===== EXTRAIT DU DOCUMENT

On ne saisirait pas l’essence de la littéraire et de l’art africains en s’imaginant qu’ils sont seulement utilitaires et que le négro-africain n’a pas le sens de la beauté.
« Certains ethnologues et critiques d’art sont allés prétendant que les mots « beauté » et « beau » étaient absents des langues négro-africaines. C’est tout le contraire » (1).
L.S.Senghor.

Déconcertante, voire décapante, la crème littéraire que nous savourons à travers le dernier roman de Marie-Noël Moussinga, l’est en effet puisqu’elle nous propose de circuler dans un vaste espace, agencé tel un labyrinthe, où sont dressés tous les modules sociaux, culturels et religieux, en forme de mélodrame sentimental. Chacun d’eux reproduit un lieu où l’expression cultuelle – ou ce qui est considéré comme relevant du champ mystique à un moment donné – se montre, se cache ou s’expose d’ordinaire selon la légitimité qui lui est accordée par tout un ensemble d’acteurs, qui  coexistent, évoluent et entretiennent des rapports de complémentarité ou de rivalité.

 


Pour apprécier cette évolution de la société africaine, et surtout sortir des préjugés qu’on a de la littérature africaine ; elle nous fait un cours d’ethnologie, qui remet dans son contexte les croyances, les us et coutumes d’une civilisation africaine qui tend à s’écorner. Les esprits des ancêtres, les masques, les rites, d’abord considérés comme des objets de curiosité sans valeur par les Européens, en outre fabriqués par des populations que l’on tenait pour non civilisées, ces fétiches nous montrent leur puissance de faire changer le destin de toute une société. La plupart de ces scènes, se déroulant en Côte-d’Ivoire, sont des mises en exergue des galeries  cultuelles africaines et européennes. Par ces rites ancestraux ou ces malédictions qui nous hantent, peut-on encore parler de faux problème quant au déchirement de l’Afrique ces derniers temps ? Aux yeux de certains peut-être ; mais, concernant la dépravation des mœurs, l’incivisme et la gabegie, on est en droit de se demander si ces dieux qu’on a négligés ne devraient pas être considérés comme authentiques puisqu’ils sont l’œuvre d’un  esprit au-dessus de tout esprit ; d’une vie qui échappe aux commandements de notre science. Etre africain selon ce roman, est, sans rien renier la culture qui est la sienne, c’est en même temps savoir profiter des changements historiques et économiques auxquels notre société est confrontée. Ces faux-anciens, ou vrais-nouveaux  personnages, problèmes, qu’elle peint,  qu’elle décrit, sont donc eux aussi les traces matérielles d’une authenticité culturelle et  historique de notre civilisation contemporaine.

==========
===== DONNÉES ENREGISTRÉES

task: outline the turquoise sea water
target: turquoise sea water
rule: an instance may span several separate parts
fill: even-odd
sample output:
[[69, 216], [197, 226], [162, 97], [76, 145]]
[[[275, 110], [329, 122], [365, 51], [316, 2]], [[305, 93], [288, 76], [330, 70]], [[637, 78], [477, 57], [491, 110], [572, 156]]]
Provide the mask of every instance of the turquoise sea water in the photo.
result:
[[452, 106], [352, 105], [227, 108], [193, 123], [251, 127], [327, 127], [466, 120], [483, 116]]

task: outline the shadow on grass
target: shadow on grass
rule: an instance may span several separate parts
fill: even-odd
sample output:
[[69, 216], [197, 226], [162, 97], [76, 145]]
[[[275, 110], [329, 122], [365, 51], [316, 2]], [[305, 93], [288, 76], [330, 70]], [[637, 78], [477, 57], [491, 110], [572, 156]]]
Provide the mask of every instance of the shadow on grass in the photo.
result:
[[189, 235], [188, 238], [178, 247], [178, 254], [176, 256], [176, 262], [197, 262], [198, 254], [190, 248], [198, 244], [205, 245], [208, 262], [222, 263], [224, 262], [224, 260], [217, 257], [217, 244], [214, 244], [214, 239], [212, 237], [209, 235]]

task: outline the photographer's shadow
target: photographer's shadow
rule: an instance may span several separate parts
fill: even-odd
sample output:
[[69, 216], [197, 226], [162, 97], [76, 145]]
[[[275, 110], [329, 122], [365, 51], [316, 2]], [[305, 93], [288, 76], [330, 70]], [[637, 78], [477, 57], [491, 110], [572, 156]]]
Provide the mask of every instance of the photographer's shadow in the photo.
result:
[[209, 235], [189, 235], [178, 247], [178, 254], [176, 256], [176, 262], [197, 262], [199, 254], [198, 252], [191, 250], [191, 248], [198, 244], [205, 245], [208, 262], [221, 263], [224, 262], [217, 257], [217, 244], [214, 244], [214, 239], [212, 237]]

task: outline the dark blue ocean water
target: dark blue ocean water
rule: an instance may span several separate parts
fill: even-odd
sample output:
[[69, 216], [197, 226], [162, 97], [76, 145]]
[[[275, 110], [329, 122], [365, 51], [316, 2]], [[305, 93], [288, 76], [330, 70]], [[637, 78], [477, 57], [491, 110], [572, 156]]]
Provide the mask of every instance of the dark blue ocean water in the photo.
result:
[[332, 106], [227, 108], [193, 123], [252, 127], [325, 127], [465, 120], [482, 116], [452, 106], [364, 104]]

==========

▶ _SÉRIE D'EXERCICES_
(A) Recopiez l'extrait consacré au roman de Marie-Noël Moussinga depuis « On ne saisirait » jusqu'à « de la beauté. ».
(B) Rédigez la suite de l'extrait consacré au roman de Marie-Noël Moussinga, à partir de sa dernière phrase.
Les enregistrements n'ont aucun lien avec l'extrait.

▶ _RÉPONSES DÉTAILLÉES_
(A)
On ne saisirait pas l’essence de la littéraire et de l’art africains en s’imaginant qu’ils sont seulement utilitaires et que le négro-africain n’a pas le sens de la beauté.

(B)
                 
La malédiction de Thaliba, de Marie Noël Moussinga, ressuscite  une notion africaine du beau. Contrairement à ce que certains pessimistes de l’art africain font circuler dans l’opinion.
En effet, le sociologue Pauvert, résumant le point de vue d’une tendance assez fréquente chez les spécialistes des sciences humaines, n’hésite pas à déclarer : « Il n’y a pas d’art africain, farce qu’il n’y a pas de conscience artistique, pas de réalisation d’une essence de la réalité humaine africaine en tant qu’elle est esthétique » (2).
Et, comme le souligne W. Fagg, qui nous fournira ainsi notre conclusion tirée de son beau livre sur la sculpture africaine : « S’il doit revenir à l’Afrique d’agir sur l’art mondial comme un levain, il est d’une importance capitale que les intellectuels africains, qui en sont venus à considérer l’intellect comme tout puissant, apprennent à connaître et à admirer les qualités de leurs antiques arts tribaux en voie de disparition et qu’ils s’efforcent de les préserver au profil du monde entier ».                                                                                     

(1) L’esthétique négro-africaine, in Liberté I p.208.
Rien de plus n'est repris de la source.